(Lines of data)
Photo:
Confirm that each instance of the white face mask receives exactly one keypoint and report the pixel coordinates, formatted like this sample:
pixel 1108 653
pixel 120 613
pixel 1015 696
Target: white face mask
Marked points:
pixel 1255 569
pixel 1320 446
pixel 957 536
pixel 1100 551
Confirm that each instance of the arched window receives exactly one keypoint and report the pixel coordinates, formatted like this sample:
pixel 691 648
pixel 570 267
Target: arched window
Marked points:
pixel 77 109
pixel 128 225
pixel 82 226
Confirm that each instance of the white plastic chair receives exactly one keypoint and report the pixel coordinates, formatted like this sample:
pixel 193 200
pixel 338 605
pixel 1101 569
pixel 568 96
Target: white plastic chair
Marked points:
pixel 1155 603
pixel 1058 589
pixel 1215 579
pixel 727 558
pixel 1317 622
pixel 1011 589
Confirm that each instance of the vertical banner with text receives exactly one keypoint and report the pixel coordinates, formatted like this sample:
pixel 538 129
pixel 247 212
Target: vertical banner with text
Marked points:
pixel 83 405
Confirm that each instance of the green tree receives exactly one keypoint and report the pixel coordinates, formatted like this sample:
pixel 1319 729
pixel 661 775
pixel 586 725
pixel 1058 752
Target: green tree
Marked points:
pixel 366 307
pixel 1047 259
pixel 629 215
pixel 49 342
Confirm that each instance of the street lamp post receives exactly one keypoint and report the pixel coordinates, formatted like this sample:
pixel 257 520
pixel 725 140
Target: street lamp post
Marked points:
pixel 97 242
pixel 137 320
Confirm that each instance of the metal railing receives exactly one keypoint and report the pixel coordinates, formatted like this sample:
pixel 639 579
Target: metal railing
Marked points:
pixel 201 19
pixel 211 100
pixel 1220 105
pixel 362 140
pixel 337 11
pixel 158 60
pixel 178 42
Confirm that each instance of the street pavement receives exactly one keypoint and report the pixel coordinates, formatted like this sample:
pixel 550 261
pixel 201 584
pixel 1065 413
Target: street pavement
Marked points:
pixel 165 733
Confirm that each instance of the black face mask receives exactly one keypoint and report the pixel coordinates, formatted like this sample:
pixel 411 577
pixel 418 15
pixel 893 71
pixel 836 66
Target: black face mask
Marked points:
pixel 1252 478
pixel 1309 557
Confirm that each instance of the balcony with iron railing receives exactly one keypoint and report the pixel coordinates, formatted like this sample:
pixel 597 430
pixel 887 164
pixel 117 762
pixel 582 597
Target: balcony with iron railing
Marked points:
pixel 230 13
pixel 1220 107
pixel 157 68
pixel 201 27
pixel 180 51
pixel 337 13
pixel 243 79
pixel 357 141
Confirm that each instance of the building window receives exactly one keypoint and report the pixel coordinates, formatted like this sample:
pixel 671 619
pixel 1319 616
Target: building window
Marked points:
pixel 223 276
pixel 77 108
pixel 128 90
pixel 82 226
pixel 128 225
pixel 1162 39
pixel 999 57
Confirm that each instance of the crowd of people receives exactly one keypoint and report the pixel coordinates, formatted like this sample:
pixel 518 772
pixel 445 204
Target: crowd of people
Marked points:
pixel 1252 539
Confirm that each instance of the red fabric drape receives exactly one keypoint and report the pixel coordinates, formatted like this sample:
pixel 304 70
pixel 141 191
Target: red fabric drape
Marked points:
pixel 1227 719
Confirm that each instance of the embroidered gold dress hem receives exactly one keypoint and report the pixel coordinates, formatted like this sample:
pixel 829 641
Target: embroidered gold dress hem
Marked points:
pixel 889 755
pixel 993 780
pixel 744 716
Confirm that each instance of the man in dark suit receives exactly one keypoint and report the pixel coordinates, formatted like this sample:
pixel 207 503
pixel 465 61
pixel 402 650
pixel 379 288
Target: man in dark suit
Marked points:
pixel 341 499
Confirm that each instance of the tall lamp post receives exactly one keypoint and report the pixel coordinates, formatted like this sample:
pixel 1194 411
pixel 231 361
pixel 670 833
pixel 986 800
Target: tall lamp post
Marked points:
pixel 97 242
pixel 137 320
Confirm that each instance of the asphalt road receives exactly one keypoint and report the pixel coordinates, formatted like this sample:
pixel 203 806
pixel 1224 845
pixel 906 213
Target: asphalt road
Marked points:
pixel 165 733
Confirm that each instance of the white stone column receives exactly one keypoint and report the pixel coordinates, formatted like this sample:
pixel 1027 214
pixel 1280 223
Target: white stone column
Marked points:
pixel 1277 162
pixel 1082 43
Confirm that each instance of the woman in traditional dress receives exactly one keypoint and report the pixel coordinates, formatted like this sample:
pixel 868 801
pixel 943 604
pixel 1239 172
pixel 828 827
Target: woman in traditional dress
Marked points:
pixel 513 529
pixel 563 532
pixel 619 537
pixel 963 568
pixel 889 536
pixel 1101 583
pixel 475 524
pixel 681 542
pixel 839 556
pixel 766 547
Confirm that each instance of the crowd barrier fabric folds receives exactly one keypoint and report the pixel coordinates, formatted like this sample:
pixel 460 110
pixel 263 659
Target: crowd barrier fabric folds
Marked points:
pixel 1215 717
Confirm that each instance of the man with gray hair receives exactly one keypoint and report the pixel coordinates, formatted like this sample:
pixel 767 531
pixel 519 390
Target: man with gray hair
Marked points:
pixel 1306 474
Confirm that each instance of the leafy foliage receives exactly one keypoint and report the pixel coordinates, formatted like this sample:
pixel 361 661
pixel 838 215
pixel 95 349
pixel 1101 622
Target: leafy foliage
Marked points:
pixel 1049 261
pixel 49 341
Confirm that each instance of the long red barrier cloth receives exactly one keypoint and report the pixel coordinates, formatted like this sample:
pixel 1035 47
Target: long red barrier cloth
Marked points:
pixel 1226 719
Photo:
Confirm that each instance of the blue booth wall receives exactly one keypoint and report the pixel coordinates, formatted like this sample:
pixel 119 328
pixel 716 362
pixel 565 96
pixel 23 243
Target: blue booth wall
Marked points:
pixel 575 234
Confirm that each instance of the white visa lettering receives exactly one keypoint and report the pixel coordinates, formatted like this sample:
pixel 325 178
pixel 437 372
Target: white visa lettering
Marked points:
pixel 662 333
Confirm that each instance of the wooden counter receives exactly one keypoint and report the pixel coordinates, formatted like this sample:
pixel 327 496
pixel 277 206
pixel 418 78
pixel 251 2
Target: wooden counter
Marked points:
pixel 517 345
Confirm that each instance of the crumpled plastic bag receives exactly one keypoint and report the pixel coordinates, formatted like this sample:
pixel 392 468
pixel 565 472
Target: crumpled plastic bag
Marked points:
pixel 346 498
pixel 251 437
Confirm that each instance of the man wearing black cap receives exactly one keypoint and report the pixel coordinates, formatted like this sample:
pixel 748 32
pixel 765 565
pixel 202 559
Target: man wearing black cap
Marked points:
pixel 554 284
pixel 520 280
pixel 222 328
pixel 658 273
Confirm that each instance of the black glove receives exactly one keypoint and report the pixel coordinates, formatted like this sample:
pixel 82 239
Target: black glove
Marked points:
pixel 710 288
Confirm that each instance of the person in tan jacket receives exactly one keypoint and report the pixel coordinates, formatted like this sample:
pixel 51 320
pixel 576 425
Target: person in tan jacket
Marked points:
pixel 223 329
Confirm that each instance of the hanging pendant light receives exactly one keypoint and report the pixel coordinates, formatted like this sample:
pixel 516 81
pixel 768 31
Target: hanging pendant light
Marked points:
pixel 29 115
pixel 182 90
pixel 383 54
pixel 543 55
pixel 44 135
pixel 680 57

* What is being asked
Put the entries above into a numbered list, from the line with "Confirm that each instance of the man in" to the line with "pixel 766 547", both included, and leave out any blank lines.

* Task answer
1. Confirm that each instance of the man in dark suit receives exactly one keypoint and report the pixel coordinates, formatted like this sample:
2. pixel 207 503
3. pixel 465 61
4. pixel 402 650
5. pixel 379 288
6. Target: man in dark suit
7. Marked points:
8. pixel 341 499
9. Confirm that each instance of the tall lamp post receives exactly one keypoint and report the pixel coordinates, formatted like this sample:
10. pixel 1194 411
11. pixel 231 361
12. pixel 670 833
13. pixel 986 800
14. Target: tall lamp post
15. Marked points:
16. pixel 97 242
17. pixel 137 320
18. Confirm that each instance of the asphalt road receives exactly one keypoint and report the pixel coordinates, formatted like this sample:
19. pixel 203 806
20. pixel 1224 845
21. pixel 906 213
22. Target: asphalt road
23. Marked points:
24. pixel 165 733
25. Confirm that each instance of the white stone column receives exactly one keypoint and report the pixel coordinates, formatted like this sample:
26. pixel 1027 214
27. pixel 1280 223
28. Target: white stone column
29. Marked points:
30. pixel 1277 162
31. pixel 1082 43
32. Confirm that each instance of the woman in traditional dress receives exactly one keypoint and report the pixel coordinates, formatted like this sample:
33. pixel 868 801
34. pixel 943 604
35. pixel 1239 172
36. pixel 828 827
37. Target: woman in traditional dress
38. Marked points:
39. pixel 513 529
40. pixel 563 532
41. pixel 619 537
42. pixel 963 568
43. pixel 889 536
44. pixel 1101 583
45. pixel 475 524
46. pixel 681 542
47. pixel 839 556
48. pixel 766 547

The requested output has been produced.